Extracted data entries
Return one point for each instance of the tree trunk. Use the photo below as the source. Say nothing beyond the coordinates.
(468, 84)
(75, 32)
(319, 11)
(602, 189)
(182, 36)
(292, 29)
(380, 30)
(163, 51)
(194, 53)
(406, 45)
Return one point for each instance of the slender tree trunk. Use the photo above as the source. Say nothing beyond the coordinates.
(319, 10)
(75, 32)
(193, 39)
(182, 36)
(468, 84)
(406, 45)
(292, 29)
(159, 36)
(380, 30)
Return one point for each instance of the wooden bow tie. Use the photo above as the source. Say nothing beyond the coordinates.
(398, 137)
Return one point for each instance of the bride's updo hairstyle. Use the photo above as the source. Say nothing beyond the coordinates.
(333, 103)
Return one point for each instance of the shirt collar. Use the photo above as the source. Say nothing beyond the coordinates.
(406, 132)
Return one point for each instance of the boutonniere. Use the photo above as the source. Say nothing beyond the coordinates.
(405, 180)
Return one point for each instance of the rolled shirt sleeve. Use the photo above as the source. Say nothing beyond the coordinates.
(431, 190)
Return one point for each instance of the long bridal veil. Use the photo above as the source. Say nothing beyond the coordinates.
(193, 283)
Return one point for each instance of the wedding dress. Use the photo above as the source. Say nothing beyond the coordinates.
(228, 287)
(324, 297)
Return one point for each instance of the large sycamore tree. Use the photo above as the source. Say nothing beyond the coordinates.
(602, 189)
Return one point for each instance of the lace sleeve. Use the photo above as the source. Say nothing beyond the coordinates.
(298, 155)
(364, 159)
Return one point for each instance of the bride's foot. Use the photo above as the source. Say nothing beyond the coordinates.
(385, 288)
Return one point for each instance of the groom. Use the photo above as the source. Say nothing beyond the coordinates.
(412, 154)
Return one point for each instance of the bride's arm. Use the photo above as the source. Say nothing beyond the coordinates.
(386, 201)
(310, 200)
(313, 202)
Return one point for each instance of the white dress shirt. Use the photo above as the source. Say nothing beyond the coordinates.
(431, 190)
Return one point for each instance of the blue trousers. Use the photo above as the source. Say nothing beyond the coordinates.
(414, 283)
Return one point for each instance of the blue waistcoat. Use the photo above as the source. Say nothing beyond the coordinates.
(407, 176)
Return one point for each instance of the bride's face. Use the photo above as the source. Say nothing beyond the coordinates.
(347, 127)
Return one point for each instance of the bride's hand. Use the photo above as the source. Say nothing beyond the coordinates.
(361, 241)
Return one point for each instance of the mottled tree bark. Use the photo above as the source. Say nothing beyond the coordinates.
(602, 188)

◆ **What you should do**:
Output the lines above unchanged, beginning with the line that contains "Return one point for each instance of the bride's face." and ending with the last line, including both.

◆ **Written answer**:
Return one point for each instance of the bride's face. Use the photo above as the source. Say nothing beyond the coordinates.
(347, 127)
Return one point for each instance of the bride's hand. Use the photo above as the source. Say nothing beyond the coordinates.
(361, 241)
Return one point for each instance of the mottled tree bark. Use the photo above as the source. Say nothing beyond the coordinates.
(602, 188)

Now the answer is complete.